• **Passage to read**
____________________
Tehran, February 22: Iran said on Monday it is considering plans to start building two new uranium enrichment plants from March, with the sites concealed in the mountains to avert air strikes.
The announcement from Iran’s atomic chief Ali Akbar Salehi came soon after top US General David Petraeus warned that Washington would now pursue “pressure track” against Iran.
“God willing, in the next Iranian year (starting in March) as ordered by the president (Mahmoud Ahmadinejad), we may start the construction of two new enrichment sites,” Salehi told ISNA news agency.
He said the enrichment capacities of the new sites would be similar to the existing facility in the central city of Natanz, where Tehran is refining uranium.
According to the latest UN nuclear watchdog report, Iran has installed in Natanz 8,610 centrifuges, the device which rotates at supersonic speed to enrich uranium.
Of these, 3,772 centrifuges are actively enriching uranium under the supervision of the International Atomic Energy Agency (IAEA).
Iranian officials maintain Natanz has an annual capacity to produce about 30 tonnes of enriched uranium. According to IAEA, Iran currently has an estimated 2,065 kilogrammes (4,540 pounds) of low-enriched uranium.
Salehi said the new plants will be equipped with new generation centrifuges and the facilities would be hidden in mountains so as to protect them from “any attacks.”
Israel has previously threatened Iran with military strikes and the US has not ruled out averting to military strikes against Tehran either.
Israel is the only country in the Middle East that actually has nuclear bombs.
Iran is currently building its second uranium enrichment facility inside a mountain near the Shiite holy city of Qom.
On December 5, Salehi said Iran needs 20 uranium enrichment plants to meet all its electricity needs for a growing population.
Iran is already at loggerheads with world powers for not accepting an IAEA-drafted deal which would supply it with nuclear fuel for a Tehran research reactor in return for the transfer of the bulk of its low-enriched uranium.
Tehran insists it wants a simultaneous exchange of the two materials, with the transfer taking place inside the country, a demand strongly opposed by world powers.
Tensions rose further after IAEA chief Yukiya Amano said in a report to the agency’s board last Thursday that there were concerns Iran could be working on developing nuclear warheads.
Iranian officials dismissed the latest report as “baseless.”
____________________
• **Provided information**

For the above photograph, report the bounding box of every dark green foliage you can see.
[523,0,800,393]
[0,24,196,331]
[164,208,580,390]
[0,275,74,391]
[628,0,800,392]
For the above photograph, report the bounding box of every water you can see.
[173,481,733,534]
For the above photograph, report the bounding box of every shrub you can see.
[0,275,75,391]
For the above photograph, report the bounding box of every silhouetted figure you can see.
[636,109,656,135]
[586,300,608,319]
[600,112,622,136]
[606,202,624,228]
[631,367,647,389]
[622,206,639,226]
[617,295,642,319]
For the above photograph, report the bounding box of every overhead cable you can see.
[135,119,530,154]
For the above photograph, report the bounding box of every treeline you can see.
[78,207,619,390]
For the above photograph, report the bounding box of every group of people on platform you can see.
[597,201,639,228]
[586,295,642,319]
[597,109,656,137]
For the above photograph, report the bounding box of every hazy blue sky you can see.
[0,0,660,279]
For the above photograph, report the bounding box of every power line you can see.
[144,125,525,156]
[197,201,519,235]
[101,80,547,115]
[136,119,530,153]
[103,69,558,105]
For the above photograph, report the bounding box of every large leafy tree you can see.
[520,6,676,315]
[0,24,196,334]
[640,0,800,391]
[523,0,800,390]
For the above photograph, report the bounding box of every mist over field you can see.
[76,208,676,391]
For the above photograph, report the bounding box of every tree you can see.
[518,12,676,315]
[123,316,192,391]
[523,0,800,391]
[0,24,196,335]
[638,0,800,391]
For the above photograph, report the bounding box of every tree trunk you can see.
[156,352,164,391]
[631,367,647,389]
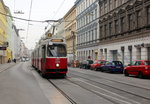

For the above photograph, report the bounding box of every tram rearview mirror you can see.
[49,42,53,45]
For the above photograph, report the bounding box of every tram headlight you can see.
[56,64,59,67]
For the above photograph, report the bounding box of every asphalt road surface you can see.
[0,62,150,104]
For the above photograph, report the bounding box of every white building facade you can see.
[75,0,100,61]
[99,0,150,65]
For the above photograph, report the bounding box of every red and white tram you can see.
[32,35,68,77]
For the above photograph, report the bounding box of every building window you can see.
[137,11,142,27]
[114,0,118,9]
[109,0,112,11]
[95,28,97,40]
[147,6,150,24]
[99,6,103,16]
[104,1,107,13]
[104,25,108,37]
[115,20,119,34]
[109,22,112,36]
[120,17,125,32]
[129,14,135,30]
[100,26,103,38]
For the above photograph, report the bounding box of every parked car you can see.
[124,60,150,78]
[100,61,124,73]
[80,60,93,69]
[90,60,107,71]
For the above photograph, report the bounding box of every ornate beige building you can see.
[99,0,150,64]
[64,5,76,62]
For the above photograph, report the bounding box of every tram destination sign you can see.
[0,47,6,50]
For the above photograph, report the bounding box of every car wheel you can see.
[124,70,129,76]
[138,72,144,78]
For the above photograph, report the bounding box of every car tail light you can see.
[145,67,150,71]
[110,66,115,68]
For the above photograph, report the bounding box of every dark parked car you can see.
[124,60,150,78]
[101,61,124,73]
[90,60,106,71]
[80,60,93,69]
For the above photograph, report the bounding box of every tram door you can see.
[41,45,46,70]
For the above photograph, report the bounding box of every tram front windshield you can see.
[47,44,67,57]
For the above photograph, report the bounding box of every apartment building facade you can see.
[75,0,100,61]
[99,0,150,64]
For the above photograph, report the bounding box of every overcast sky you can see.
[4,0,76,49]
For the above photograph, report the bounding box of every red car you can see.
[90,60,106,71]
[124,60,150,78]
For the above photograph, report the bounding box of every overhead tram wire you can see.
[0,12,58,23]
[45,0,65,29]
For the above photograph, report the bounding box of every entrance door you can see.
[147,47,150,60]
[41,45,46,71]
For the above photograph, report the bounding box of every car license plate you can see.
[116,66,121,68]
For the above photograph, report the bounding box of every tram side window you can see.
[47,45,67,57]
[42,45,46,58]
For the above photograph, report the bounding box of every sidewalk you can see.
[0,62,16,73]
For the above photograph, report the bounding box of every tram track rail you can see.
[66,79,123,104]
[48,79,77,104]
[0,64,16,73]
[70,71,150,90]
[71,70,150,101]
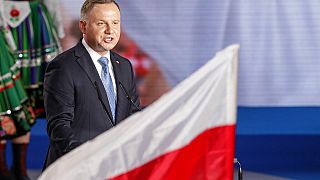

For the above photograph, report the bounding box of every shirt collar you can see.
[82,38,110,62]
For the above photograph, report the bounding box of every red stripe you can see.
[112,125,235,180]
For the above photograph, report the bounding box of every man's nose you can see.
[105,23,112,34]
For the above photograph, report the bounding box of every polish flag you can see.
[39,45,239,180]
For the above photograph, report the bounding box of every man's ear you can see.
[79,20,86,34]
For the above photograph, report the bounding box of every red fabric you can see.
[112,125,235,180]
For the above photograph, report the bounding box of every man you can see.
[44,0,139,168]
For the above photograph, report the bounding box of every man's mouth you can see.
[103,37,113,43]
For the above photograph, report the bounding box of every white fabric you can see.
[0,0,17,51]
[2,1,31,28]
[43,0,65,38]
[119,0,320,106]
[39,45,239,180]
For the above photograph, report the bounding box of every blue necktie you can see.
[98,57,116,121]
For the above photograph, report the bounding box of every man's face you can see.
[80,3,120,55]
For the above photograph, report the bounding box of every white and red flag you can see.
[39,45,239,180]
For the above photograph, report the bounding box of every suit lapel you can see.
[75,41,112,124]
[110,51,127,123]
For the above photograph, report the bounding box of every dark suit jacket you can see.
[44,41,139,168]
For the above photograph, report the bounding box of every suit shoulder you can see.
[48,47,77,66]
[111,52,130,63]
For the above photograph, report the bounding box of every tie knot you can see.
[98,56,108,67]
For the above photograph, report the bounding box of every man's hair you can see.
[80,0,120,20]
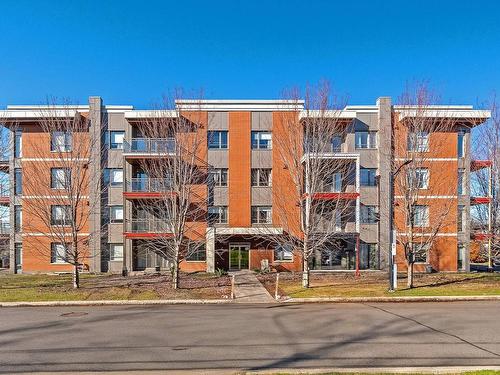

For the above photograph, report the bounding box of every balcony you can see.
[124,218,172,239]
[123,138,175,157]
[123,177,173,199]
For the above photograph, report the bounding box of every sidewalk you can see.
[230,270,276,303]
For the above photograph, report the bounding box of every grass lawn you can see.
[0,273,231,302]
[258,272,500,298]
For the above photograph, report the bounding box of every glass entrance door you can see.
[229,245,250,270]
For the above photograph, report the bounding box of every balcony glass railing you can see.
[126,177,172,193]
[123,138,175,154]
[127,219,172,233]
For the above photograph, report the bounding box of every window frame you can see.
[250,130,273,150]
[250,168,273,187]
[250,206,273,225]
[207,130,229,150]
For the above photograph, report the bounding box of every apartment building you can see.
[0,97,491,273]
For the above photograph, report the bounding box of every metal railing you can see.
[127,219,172,233]
[123,138,175,154]
[125,177,172,193]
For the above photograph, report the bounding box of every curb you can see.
[0,299,233,307]
[281,295,500,303]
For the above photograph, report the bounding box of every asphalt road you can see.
[0,302,500,374]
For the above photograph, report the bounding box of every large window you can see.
[252,131,273,149]
[50,242,68,263]
[251,168,271,186]
[355,132,377,148]
[50,168,71,189]
[207,130,227,150]
[14,130,23,158]
[104,168,123,187]
[413,205,429,227]
[207,206,227,225]
[252,206,272,224]
[50,131,73,152]
[186,242,207,262]
[408,131,429,152]
[359,168,377,186]
[274,244,293,262]
[50,205,71,225]
[109,131,125,150]
[109,243,123,260]
[406,168,429,189]
[360,204,378,224]
[109,206,123,223]
[209,168,228,186]
[14,168,23,195]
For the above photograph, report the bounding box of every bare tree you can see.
[12,102,101,288]
[130,99,208,289]
[471,97,500,268]
[270,83,358,288]
[392,83,457,288]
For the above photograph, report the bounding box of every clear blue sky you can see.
[0,0,500,108]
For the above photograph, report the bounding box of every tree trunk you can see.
[302,257,309,288]
[406,262,413,289]
[73,263,80,289]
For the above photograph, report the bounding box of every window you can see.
[109,243,123,260]
[209,168,228,186]
[14,130,23,158]
[50,205,71,225]
[50,168,71,189]
[323,172,342,193]
[207,130,227,150]
[360,204,378,224]
[413,243,430,263]
[274,244,293,262]
[104,168,123,187]
[50,242,68,263]
[457,129,465,158]
[413,205,429,227]
[14,168,23,195]
[186,242,207,262]
[252,206,272,224]
[332,135,342,152]
[360,168,377,186]
[109,206,123,223]
[359,242,380,270]
[14,204,23,232]
[457,168,467,195]
[406,168,429,189]
[457,205,465,232]
[109,131,125,150]
[408,131,429,152]
[355,132,377,148]
[252,132,273,149]
[50,131,73,152]
[207,206,227,225]
[252,168,271,186]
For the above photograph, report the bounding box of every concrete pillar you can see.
[377,97,394,269]
[206,227,215,273]
[89,96,103,272]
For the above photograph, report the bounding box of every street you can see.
[0,301,500,373]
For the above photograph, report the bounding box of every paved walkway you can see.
[231,270,276,303]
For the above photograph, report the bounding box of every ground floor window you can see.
[274,245,293,262]
[186,242,207,262]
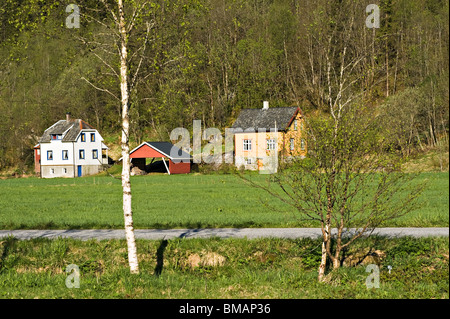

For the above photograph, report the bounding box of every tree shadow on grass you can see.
[154,239,168,277]
[0,236,18,272]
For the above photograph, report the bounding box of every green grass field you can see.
[0,237,449,299]
[0,173,449,229]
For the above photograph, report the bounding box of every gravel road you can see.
[0,227,449,240]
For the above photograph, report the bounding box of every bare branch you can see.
[81,77,120,101]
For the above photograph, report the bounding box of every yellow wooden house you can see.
[232,101,307,172]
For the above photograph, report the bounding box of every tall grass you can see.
[0,173,449,229]
[0,237,449,299]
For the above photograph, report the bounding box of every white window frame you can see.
[266,138,276,151]
[242,139,252,151]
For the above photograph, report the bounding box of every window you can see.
[300,138,306,151]
[244,140,252,151]
[51,134,62,140]
[267,138,275,151]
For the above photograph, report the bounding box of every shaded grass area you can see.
[0,173,449,229]
[0,237,449,299]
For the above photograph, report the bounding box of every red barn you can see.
[130,142,191,175]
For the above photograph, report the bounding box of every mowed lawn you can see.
[0,173,449,229]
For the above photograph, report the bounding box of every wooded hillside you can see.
[0,0,449,170]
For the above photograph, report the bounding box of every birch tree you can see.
[81,0,153,274]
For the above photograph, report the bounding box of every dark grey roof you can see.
[232,106,300,131]
[39,119,94,143]
[130,142,191,160]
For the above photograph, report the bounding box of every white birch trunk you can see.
[318,225,330,281]
[118,0,139,274]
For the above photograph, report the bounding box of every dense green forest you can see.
[0,0,449,170]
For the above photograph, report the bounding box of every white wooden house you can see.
[34,114,108,178]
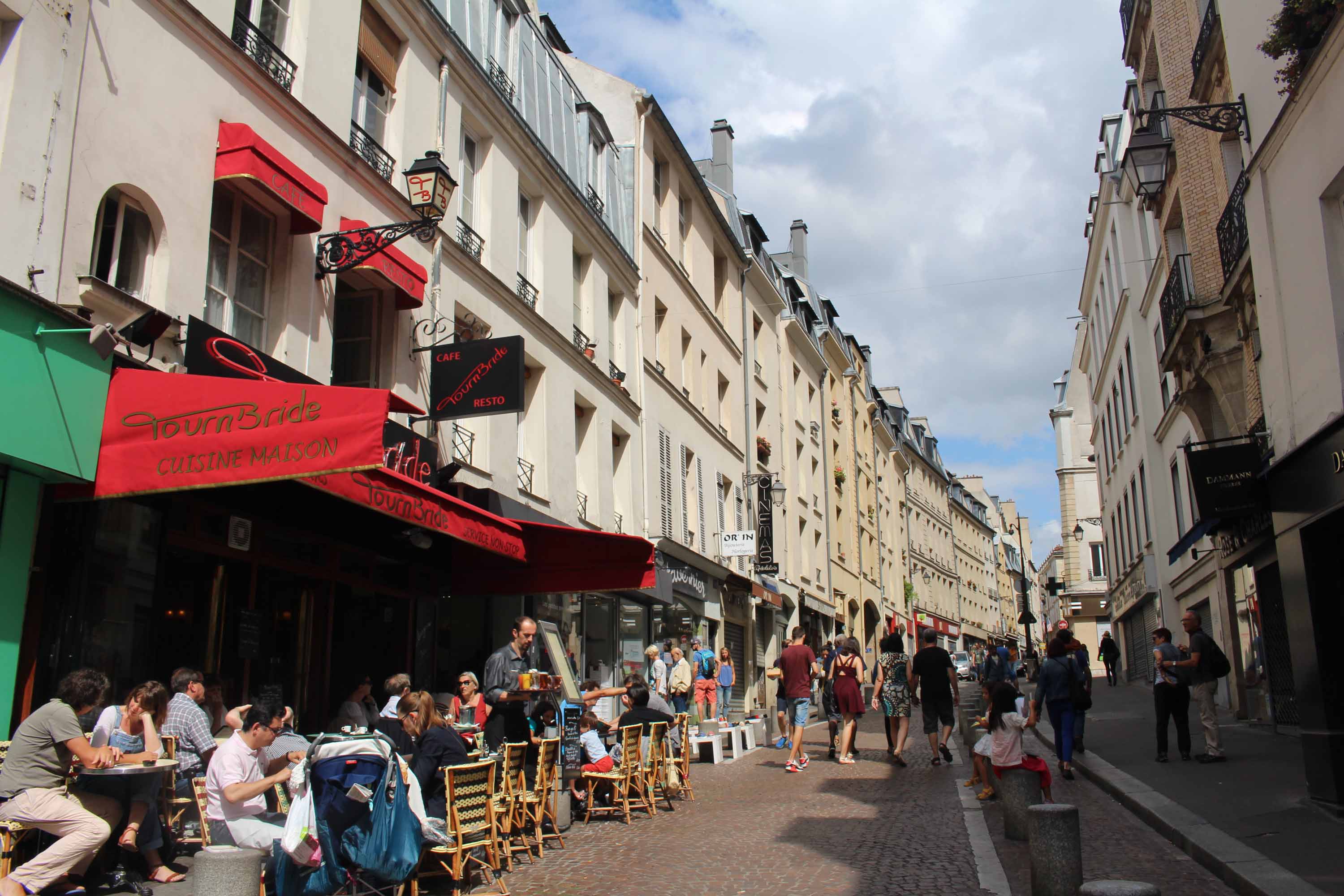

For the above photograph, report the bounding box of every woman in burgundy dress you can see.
[831,638,863,766]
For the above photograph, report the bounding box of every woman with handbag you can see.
[1031,638,1086,780]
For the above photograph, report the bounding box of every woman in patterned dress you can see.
[872,622,910,766]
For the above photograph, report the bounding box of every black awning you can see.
[1167,516,1222,565]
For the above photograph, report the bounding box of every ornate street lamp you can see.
[317,149,457,280]
[1121,130,1172,199]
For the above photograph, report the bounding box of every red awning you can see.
[340,215,429,312]
[300,467,528,561]
[93,368,394,498]
[215,121,327,234]
[453,520,656,595]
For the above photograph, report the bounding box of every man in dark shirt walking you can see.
[910,629,961,766]
[481,616,536,747]
[1163,610,1227,764]
[780,626,821,771]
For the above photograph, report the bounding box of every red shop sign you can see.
[94,370,391,498]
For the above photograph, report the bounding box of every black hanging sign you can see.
[429,336,523,421]
[754,474,780,575]
[1185,442,1267,520]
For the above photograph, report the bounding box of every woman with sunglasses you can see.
[448,672,491,728]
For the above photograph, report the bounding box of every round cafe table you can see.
[79,759,177,775]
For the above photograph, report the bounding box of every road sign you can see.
[719,529,755,557]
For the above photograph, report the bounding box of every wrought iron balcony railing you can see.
[457,218,485,263]
[517,274,539,312]
[233,12,298,93]
[1160,254,1195,348]
[453,423,476,466]
[574,325,593,352]
[1189,0,1219,83]
[1218,172,1250,282]
[487,56,513,102]
[587,184,606,218]
[349,121,396,180]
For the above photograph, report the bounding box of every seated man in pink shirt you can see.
[206,702,305,854]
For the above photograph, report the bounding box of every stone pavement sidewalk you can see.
____________________
• **What is required**
Copy the Iran enrichment plants article word for word, everything from "Salehi said the" down to "against Tehran either.".

• **Exercise response**
Salehi said the new plants will be equipped with new generation centrifuges and the facilities would be hidden in mountains so as to protect them from “any attacks.”
Israel has previously threatened Iran with military strikes and the US has not ruled out averting to military strikes against Tehran either.